Top of PROVIDED MATERIAL
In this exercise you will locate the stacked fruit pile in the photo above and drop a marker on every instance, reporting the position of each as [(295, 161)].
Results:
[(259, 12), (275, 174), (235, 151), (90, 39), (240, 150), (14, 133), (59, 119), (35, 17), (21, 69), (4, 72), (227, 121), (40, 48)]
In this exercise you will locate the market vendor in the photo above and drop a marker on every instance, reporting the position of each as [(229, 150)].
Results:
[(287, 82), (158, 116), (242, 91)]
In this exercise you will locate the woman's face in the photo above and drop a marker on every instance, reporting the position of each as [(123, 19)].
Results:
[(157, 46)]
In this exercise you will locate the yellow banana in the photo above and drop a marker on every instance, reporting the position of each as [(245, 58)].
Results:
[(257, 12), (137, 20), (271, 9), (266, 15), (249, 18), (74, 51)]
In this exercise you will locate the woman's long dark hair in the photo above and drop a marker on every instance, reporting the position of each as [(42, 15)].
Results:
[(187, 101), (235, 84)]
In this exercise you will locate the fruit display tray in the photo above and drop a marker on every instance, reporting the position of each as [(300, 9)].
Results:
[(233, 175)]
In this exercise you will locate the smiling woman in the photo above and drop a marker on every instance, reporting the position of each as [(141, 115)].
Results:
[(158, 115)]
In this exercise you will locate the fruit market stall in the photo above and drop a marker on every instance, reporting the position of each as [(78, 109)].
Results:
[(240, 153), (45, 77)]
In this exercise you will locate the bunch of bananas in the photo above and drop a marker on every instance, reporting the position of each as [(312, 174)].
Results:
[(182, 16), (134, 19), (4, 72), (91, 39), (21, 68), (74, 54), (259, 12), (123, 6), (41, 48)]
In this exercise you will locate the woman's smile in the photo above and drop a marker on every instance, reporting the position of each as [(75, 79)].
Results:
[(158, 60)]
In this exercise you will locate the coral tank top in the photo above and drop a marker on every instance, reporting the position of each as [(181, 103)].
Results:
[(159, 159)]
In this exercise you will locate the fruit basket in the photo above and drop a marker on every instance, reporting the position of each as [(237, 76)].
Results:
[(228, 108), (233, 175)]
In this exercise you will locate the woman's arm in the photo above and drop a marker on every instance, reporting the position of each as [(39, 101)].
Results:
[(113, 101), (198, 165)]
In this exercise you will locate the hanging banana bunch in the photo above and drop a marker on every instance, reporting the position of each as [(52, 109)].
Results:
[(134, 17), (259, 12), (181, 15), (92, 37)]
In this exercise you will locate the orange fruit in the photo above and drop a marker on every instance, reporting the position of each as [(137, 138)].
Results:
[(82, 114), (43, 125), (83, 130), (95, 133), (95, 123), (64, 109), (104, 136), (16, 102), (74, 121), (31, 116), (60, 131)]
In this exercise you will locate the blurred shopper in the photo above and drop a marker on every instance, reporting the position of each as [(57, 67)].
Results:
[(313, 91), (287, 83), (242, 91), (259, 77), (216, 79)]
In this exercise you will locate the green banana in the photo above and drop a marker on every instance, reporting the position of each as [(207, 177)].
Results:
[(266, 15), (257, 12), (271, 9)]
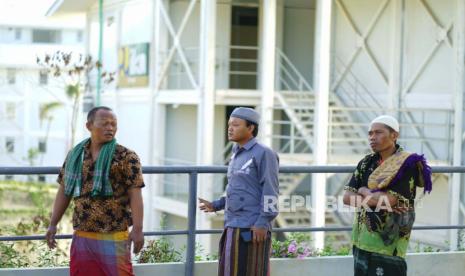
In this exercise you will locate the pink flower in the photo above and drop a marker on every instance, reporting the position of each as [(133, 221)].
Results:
[(292, 248)]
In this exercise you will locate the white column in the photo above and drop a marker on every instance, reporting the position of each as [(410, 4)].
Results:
[(267, 69), (206, 109), (454, 185), (395, 74), (320, 130), (157, 120)]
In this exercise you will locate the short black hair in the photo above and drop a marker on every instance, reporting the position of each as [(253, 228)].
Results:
[(93, 112), (255, 129)]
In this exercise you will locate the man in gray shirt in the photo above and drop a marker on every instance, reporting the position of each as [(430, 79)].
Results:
[(251, 199)]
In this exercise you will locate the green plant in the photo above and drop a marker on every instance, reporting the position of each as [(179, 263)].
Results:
[(159, 251)]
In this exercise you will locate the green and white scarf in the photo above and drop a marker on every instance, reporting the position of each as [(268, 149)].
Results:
[(73, 170)]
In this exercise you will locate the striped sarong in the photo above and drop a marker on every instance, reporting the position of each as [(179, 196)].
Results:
[(100, 254), (370, 263), (240, 258)]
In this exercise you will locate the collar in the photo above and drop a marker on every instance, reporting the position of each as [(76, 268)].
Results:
[(399, 148)]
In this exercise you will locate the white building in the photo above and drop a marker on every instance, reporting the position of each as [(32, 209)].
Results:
[(317, 70), (25, 87)]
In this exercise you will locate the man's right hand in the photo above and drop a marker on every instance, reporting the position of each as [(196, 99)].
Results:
[(206, 206), (50, 237)]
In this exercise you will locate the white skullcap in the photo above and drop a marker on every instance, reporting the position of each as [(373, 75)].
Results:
[(387, 120)]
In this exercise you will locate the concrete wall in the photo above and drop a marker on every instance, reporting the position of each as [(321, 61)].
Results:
[(432, 264)]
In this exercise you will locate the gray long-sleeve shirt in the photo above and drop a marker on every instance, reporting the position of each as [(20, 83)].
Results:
[(253, 187)]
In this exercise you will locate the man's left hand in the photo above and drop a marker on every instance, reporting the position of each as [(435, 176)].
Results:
[(136, 237), (259, 234)]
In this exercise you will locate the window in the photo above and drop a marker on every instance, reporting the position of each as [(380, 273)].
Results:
[(10, 111), (11, 75), (18, 34), (43, 78), (79, 36), (42, 146), (46, 36), (10, 144)]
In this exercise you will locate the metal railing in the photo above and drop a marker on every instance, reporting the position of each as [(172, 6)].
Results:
[(193, 172)]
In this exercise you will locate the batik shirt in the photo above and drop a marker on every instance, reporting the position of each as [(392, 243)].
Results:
[(381, 231), (106, 214)]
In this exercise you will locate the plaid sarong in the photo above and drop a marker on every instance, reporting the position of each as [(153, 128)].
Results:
[(96, 254), (73, 170), (240, 258), (369, 263)]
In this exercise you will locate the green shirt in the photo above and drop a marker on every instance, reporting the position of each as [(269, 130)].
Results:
[(381, 231)]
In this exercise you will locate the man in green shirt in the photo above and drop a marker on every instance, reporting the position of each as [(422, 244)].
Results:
[(383, 188)]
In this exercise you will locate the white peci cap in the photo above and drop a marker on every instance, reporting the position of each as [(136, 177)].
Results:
[(387, 120)]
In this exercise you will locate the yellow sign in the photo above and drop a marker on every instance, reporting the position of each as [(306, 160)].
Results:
[(133, 65)]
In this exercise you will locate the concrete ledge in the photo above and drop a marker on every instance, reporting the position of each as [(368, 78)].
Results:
[(421, 264)]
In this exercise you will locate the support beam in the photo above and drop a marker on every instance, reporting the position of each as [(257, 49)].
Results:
[(206, 108), (395, 74), (267, 69), (454, 185), (320, 130), (157, 119)]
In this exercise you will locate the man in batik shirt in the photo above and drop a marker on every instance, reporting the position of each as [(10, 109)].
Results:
[(105, 181), (383, 188)]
Bottom of PROVIDED MATERIAL
Copy the lines above exactly, beginning at the line that has "In this exercise you will locate the market" and stopping after the line that has "In this exercise you will locate the yellow banana", and omit the rest.

OUTPUT OF THE EXERCISE =
In this exercise you will locate the market vendor in the photo above and drop a marker on every instance, reporting the position of each as [(229, 150)].
Results:
[(287, 82), (158, 116), (242, 91)]
In this exercise you will locate the woman's face in the photo above and drop a marker on every instance, reporting the position of each as [(123, 19)].
Results:
[(157, 46)]
In this exercise you will locate the yellow banana in the photo above and drop a marker on every instance, reporting the position of each as [(245, 58)].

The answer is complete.